● Textauszug
:::::
Ausstellung in RiehenDie Gespenster des Jean-Michel Basquiat
1982 malte der afroamerikanische Künstler in Modena acht Grossformate. Diese bringt die Fondation Beyeler nun erstmals zusammen – ein Leihgeber baute dafür seine Haustür um.
Die acht Modena-Paintings von Jean-Michel Basquiat gehören zum Besten, was der in New York geborene Künstler geschaffen hat. Im Juni 1982, damals war Basquiat erst 22 Jahre alt und am Beginn seiner kometenhaften Karriere, malte er in der italienischen Stadt Modena in etwas mehr als einer Woche acht monumentale Gemälde.
Eingeladen hatte ihn der Galerist Emilio Mazzoli, der mit den Bildern eine Ausstellung machen wollte. Diese kam aber nie zustande. Stattdessen wurden die Bilder von Basquiats Galeristen verkauft. Vier Bilder der Modena-Serie erwarb Basquiats wichtigster Galerist Bruno Bischofberger aus Zürich. Er verkaufte sie weiter an private Sammler.
800 Millionen Franken Versicherungssumme
41 Jahre nach den Ereignissen in Modena lässt Museumsdirektor Sam Keller in der Fondation Beyeler das Projekt der einst gescheiterten Ausstellung Wirklichkeit werden und versammelt alle acht Bilder, sieben davon in einem einzigen Saal, das achte im Foyer des Museums. Es sei ein Kraftakt gewesen, die Bilder nach Riehen zu bekommen, wie Keller erzählt.
Die acht Bilder gehören zum Teuersten, was man heute auf dem Kunstmarkt bekommt. 800 Millionen Franken beträgt allein die Versicherungssumme für die Museumsausstellung. Hundert Millionen pro Bild, wobei die einzelnen Werke unterschiedlich bewertet werden. Der höchste Preis, den je ein Basquiat-Gemälde aus der Modena-Serie erzielte, beträgt 85 Millionen Dollar. Für diesen Betrag verkaufte der japanische Milliardär und Kunstsammler Yusaku Maezawa im Jahr 2022 das Gemälde «Untitled (Devil)» im Auktionshaus Philipps.
2022 befand man sich in Riehen mitten in den Verhandlungen mit dem japanischen Sammler über die Ausleihe des Gemäldes für die geplante Ausstellung. Zum Glück habe sich auch der neue, nicht genannt sein wollende Besitzer bereit erklärt, das Bild dem Museum auszuleihen, sagt Keller im Gespräch mit dieser Zeitung erleichtert. Einige der Sammler, die man als Leihgeber habe gewinnen können, hätten nicht einmal gewusst, dass sie ein Modena-Painting besässen, fährt er fort, denn bei sechs der acht Gemälde habe Basquiat nur auf der Rückseite vermerkt, dass es in Modena gemalt worden sei.
:::::
● Aufgeführte Einträge

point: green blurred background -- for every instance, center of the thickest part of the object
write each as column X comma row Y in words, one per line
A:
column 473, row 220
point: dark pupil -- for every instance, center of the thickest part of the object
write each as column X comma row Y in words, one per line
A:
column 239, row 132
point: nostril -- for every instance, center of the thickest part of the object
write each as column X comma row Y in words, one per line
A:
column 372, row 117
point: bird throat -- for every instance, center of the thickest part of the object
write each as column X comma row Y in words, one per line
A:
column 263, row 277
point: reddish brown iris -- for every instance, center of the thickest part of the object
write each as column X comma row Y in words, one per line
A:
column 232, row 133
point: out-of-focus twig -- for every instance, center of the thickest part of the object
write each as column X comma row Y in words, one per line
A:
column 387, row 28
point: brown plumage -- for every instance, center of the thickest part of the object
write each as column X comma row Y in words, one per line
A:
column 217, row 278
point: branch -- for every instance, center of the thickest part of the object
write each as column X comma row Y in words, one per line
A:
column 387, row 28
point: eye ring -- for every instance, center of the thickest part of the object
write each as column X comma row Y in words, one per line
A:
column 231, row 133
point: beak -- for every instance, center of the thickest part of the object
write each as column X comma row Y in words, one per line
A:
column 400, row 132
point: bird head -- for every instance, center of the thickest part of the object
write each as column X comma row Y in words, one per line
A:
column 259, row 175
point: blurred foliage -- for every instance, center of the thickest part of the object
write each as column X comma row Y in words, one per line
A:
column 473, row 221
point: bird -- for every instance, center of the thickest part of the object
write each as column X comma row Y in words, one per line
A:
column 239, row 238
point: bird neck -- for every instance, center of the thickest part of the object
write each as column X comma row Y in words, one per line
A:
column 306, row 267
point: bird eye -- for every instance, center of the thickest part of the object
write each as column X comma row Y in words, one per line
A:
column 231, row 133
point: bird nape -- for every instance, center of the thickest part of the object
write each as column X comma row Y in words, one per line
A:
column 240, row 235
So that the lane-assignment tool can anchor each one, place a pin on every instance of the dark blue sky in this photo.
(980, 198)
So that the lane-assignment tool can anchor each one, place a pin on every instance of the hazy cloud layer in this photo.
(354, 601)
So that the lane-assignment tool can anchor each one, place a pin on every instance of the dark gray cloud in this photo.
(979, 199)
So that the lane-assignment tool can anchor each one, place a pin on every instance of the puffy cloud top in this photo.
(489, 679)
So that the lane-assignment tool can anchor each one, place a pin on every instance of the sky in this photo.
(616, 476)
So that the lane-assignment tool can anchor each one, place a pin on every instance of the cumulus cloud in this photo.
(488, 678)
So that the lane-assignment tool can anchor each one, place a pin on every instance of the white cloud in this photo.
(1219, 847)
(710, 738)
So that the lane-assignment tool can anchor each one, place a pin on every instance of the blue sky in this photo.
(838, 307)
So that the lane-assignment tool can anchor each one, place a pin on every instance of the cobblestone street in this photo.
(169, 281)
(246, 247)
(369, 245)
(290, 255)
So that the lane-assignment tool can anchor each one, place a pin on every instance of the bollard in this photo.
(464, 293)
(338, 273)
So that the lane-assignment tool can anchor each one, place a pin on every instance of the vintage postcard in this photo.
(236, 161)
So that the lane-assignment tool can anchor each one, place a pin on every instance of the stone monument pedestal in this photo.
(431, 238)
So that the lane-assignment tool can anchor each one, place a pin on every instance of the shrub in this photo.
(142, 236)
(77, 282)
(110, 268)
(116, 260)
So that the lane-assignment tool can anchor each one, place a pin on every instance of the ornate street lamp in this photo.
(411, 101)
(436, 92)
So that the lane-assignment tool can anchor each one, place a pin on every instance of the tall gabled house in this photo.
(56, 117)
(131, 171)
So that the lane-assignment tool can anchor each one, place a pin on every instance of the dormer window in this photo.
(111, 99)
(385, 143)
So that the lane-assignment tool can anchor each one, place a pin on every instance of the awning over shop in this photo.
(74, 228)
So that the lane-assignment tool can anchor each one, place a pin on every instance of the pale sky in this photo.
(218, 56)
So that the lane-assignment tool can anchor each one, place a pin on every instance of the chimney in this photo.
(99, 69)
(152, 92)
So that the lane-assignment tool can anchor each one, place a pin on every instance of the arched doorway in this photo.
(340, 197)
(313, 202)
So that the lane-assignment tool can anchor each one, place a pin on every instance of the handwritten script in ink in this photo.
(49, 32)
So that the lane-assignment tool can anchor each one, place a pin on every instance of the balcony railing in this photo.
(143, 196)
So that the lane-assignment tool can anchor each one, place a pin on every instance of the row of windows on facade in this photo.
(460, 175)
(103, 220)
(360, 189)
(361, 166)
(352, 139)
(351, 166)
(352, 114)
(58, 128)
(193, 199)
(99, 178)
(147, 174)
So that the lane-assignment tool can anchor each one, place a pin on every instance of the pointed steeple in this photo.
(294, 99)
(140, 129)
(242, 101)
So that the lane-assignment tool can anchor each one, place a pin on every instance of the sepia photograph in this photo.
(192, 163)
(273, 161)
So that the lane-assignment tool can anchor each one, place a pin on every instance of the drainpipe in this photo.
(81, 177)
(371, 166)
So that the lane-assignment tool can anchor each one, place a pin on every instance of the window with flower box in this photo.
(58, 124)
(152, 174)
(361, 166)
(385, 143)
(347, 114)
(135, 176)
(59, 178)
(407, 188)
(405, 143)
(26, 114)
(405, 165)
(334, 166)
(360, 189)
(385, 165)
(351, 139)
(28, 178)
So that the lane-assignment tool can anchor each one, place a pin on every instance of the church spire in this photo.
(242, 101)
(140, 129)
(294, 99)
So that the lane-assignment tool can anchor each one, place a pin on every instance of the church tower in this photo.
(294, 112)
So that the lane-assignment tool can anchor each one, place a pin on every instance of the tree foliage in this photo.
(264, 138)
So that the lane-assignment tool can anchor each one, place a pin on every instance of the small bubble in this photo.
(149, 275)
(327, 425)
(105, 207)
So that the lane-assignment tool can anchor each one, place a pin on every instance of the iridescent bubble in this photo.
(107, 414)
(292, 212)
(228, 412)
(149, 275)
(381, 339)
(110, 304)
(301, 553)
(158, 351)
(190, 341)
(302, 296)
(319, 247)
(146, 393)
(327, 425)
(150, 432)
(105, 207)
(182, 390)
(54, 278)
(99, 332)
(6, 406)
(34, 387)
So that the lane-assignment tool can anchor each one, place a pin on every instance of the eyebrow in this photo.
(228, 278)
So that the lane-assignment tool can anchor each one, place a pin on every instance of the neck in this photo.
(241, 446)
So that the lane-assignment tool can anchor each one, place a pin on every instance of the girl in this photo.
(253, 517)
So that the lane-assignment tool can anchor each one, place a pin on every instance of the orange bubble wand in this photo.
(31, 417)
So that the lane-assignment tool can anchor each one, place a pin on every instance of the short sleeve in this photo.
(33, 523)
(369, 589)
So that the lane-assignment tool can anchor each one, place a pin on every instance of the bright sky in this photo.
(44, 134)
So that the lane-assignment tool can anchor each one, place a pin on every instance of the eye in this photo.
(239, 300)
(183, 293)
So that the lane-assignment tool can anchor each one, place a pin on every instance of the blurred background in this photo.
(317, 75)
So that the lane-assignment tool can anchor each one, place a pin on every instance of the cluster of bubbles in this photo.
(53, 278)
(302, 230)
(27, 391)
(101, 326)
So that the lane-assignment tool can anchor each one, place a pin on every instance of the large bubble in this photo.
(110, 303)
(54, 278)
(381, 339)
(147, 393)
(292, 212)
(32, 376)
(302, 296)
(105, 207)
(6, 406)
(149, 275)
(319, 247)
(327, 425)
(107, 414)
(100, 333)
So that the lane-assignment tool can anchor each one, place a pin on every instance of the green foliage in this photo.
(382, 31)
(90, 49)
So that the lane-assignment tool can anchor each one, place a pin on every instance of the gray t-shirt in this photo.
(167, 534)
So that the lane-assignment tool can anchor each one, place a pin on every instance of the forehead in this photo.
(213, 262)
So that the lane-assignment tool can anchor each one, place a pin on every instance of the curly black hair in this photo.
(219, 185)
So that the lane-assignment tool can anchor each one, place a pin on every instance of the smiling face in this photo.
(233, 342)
:::::
● Aufgaben
1. Kannst du aus dem Basquiat-Artikel alles von „Die acht Modena-Paintings“ bis hinunter zu „acht monumentale Gemälde.“ wortgetreu abschreiben?
2. Stimmen diese Aussagen mit dem Basquiat-Artikel überein? Beantworte jede mit Ja oder Nein und zitiere die entscheidenden Worte des Artikels wörtlich.
(a) Basquiat malte die acht Modena-Bilder in etwas mehr als einer Woche.
(b) Die von Emilio Mazzoli geplante Ausstellung fand 1982 in Modena statt.
(c) In der Fondation Beyeler hängen alle acht Bilder im selben Saal.
3. Knüpf an den letzten Satz des Basquiat-Artikels an und schreib den Artikel weiter.

● Erwartete Antworten
1.
Die acht Modena-Paintings von Jean-Michel Basquiat gehören zum Besten, was der in New York geborene Künstler geschaffen hat. Im Juni 1982, damals war Basquiat erst 22 Jahre alt und am Beginn seiner kometenhaften Karriere, malte er in der italienischen Stadt Modena in etwas mehr als einer Woche acht monumentale Gemälde.

2.
(a) Ja: „in etwas mehr als einer Woche acht monumentale Gemälde“
(b) Nein: „Diese kam aber nie zustande.“
(c) Nein: „sieben davon in einem einzigen Saal, das achte im Foyer des Museums“

3.
Keller erzählt auch, dass ein Schweizer Sammler, der wie die meisten Leihgeber dieser Ausstellung nicht genannt werden will, seine riesige Basquiat-Leinwand noch nie ausgeliehen habe und extra für diese Ausstellung die Tür seiner Villa mit baulichen Massnahmen habe vergrössern müssen, um das Bild zum Transport freigeben zu können.
Monumentale Leinwände voller Energie
2 bis 2,5 Meter hoch sind Modena-Paintings und 4,2 bis 5 Meter breit. Für Basquiat bedeuteten die monumentalen Leinwände einen Quantensprung, denn er, der seine Arbeiten vor Modena erst zweimal in Ausstellungen in New York vorstellen konnte, hatte vorher nur mit kleinen Formaten gearbeitet. Die Leinwände standen in Mazzolis Atelier bereit, sie waren zwar für einen anderen Künstler gerüstet, nämlich für den in Rom lebenden Marion Schifano, der immer wieder bei Mazzoli in Modena malte. Aber Basquiat konnte sie für seine Bilder verwenden.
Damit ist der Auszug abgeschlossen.